##### Input data #####

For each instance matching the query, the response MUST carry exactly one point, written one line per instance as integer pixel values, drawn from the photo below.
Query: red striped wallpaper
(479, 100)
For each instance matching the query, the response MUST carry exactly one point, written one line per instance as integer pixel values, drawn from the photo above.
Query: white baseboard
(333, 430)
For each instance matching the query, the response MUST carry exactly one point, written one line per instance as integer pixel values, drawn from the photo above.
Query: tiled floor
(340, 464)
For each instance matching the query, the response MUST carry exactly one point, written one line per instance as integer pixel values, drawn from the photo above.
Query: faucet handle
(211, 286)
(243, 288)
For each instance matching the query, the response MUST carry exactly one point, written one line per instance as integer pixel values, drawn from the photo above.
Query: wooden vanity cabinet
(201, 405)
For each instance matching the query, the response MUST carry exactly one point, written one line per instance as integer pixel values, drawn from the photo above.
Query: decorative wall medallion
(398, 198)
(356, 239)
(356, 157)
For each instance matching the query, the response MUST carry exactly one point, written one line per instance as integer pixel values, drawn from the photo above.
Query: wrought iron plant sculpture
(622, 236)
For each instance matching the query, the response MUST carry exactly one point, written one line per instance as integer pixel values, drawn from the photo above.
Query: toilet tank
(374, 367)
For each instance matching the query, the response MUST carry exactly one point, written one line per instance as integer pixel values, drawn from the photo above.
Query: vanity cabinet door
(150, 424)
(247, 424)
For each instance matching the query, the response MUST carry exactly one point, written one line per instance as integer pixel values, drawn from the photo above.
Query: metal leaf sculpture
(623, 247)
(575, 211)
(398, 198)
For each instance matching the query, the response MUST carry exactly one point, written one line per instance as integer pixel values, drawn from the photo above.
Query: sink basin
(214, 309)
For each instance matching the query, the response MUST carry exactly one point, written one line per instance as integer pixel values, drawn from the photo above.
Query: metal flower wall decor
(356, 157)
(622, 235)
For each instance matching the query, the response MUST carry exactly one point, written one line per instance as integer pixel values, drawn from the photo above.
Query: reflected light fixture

#####

→ **Exercise brief**: Reproduce each entry precisely, so that nothing differs from the original.

→ **Answer**:
For each instance matching the query, the response MUST carry exactly one point, written one line per instance as integer pixel values, drawn from the photo below.
Query: red striped wallpaper
(479, 100)
For each instance matching the query, the response MUST carry exactly one point, written one line per instance as integer pixel values, drawn from the photo above.
Query: white baseboard
(333, 430)
For each instance matching the query, the response MUST carry exactly one point, written one line per instance as integer pixel values, drawn from the photo above.
Query: tiled floor
(340, 464)
For each instance matching the query, the response MUST carry exactly one point, written one line per instance as integer pixel values, drawn from the photo above.
Query: faucet handle
(211, 286)
(243, 288)
For each instance matching the query, the response MUST carry exactly one point, written one line per instance as integer pixel values, drawn from the photo above.
Query: wooden vanity cabinet
(201, 405)
For each instance matching the query, the response MUST carry exactly one point, written one line per instance as integer pixel values, drawn from the photo above.
Query: decorative wall medallion
(398, 198)
(356, 239)
(356, 157)
For each instance matching the query, the response MUST carry exactly one point, written one line per instance as integer pixel values, drawn from the photo above.
Query: wrought iron plant sculpture
(622, 236)
For each instance matching the query, the response MUST carry exactly one point, written one line per instance as integer pixel values, drawn from the photo above.
Query: toilet tank
(374, 367)
For each instance matching the query, the response MUST carry exactly one point, written one line per instance as integer pixel values, drawn from the photo above.
Query: vanity cabinet door
(150, 424)
(247, 424)
For each instance matching the query, the response MUST carry exactly one point, written one line per instance as integer pixel values, drawn from the photo above.
Query: metal leaf sculpture
(623, 247)
(575, 211)
(398, 198)
For each instance matching the query, the response MUST carry exactly one point, written one line per instance as integer pixel values, drawn from the photo above.
Query: sink basin
(214, 309)
For each instance matching the query, the response MUST carry exactly one point, written one line per instance as integer pixel values, drawn from the photo above.
Query: metal flower wall decor
(356, 157)
(622, 235)
For each instance matching the query, the response MUST carry exactly one point, written one line per instance as integer pixel values, drawn from the photo above.
Query: reflected light fixture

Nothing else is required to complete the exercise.